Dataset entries
● ● ● ● ●
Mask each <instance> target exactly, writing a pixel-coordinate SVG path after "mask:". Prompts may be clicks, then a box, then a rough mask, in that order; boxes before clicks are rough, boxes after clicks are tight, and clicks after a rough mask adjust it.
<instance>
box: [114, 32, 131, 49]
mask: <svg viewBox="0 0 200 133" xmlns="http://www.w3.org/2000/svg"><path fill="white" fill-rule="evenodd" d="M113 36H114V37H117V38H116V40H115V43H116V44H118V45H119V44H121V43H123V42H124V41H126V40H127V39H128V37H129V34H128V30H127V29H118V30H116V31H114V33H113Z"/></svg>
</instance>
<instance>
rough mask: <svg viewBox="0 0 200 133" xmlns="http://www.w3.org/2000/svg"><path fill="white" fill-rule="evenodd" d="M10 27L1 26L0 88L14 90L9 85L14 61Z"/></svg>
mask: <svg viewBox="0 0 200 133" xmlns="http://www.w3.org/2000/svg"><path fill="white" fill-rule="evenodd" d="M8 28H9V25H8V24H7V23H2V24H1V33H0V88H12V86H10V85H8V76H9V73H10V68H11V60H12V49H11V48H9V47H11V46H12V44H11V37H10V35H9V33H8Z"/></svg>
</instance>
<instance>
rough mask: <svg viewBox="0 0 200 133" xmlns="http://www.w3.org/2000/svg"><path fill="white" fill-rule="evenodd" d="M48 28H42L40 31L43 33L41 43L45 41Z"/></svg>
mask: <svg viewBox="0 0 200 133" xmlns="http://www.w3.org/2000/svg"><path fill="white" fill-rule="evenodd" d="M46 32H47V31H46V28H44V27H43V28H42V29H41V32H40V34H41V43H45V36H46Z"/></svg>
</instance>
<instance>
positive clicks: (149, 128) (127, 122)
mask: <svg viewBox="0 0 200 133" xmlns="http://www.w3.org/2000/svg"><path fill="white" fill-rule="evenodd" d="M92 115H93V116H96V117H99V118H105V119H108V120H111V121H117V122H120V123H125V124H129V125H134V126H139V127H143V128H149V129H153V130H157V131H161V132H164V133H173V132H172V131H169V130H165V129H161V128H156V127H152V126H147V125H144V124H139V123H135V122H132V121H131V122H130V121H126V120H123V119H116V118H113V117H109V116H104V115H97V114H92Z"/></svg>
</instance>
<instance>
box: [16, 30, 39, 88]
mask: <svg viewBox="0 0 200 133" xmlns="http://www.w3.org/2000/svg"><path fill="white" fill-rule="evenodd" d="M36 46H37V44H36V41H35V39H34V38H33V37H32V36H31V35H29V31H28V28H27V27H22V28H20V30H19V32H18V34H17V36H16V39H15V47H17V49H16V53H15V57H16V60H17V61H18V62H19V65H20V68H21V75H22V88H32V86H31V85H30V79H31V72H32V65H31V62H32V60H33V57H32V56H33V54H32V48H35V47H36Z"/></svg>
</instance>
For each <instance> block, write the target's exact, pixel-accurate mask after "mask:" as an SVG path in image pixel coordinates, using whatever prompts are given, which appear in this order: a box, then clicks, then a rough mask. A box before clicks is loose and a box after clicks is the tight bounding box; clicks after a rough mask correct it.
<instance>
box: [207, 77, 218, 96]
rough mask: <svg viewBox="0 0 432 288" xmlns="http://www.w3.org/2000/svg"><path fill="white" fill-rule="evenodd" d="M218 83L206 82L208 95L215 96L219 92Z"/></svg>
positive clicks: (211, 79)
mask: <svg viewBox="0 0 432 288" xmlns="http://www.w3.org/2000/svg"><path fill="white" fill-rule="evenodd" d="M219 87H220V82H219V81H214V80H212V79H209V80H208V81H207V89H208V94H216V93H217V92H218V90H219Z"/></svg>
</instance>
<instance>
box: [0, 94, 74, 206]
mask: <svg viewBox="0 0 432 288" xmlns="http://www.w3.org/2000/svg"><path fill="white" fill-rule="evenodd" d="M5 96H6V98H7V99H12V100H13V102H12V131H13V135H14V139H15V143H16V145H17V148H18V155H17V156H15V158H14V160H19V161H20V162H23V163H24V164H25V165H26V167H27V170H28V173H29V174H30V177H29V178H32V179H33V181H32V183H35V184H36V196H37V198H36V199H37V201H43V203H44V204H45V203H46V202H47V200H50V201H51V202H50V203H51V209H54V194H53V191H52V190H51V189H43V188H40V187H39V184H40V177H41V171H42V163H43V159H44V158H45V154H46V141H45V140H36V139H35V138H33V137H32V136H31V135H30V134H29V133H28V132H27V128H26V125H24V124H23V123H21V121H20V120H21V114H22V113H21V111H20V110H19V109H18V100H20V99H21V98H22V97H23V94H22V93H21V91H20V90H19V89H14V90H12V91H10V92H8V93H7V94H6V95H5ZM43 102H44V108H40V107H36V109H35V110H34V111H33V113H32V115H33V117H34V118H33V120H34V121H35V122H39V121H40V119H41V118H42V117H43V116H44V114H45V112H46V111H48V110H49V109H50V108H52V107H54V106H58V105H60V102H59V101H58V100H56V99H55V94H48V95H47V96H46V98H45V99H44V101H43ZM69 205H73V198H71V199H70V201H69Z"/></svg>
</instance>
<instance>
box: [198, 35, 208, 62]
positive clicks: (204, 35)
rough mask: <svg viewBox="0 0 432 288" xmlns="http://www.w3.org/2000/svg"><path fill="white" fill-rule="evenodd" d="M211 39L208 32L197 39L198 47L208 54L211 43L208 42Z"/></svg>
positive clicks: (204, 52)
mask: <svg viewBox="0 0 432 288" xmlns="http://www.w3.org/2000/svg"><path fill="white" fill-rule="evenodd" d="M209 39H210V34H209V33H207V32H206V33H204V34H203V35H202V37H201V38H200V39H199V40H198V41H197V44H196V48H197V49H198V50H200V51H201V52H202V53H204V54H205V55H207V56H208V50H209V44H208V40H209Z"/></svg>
● ● ● ● ●
- **YOUR INSTRUCTIONS**
Count the lines in the records above that contain the word "pixel", and report only that number.

- **FINISHED TASK**
2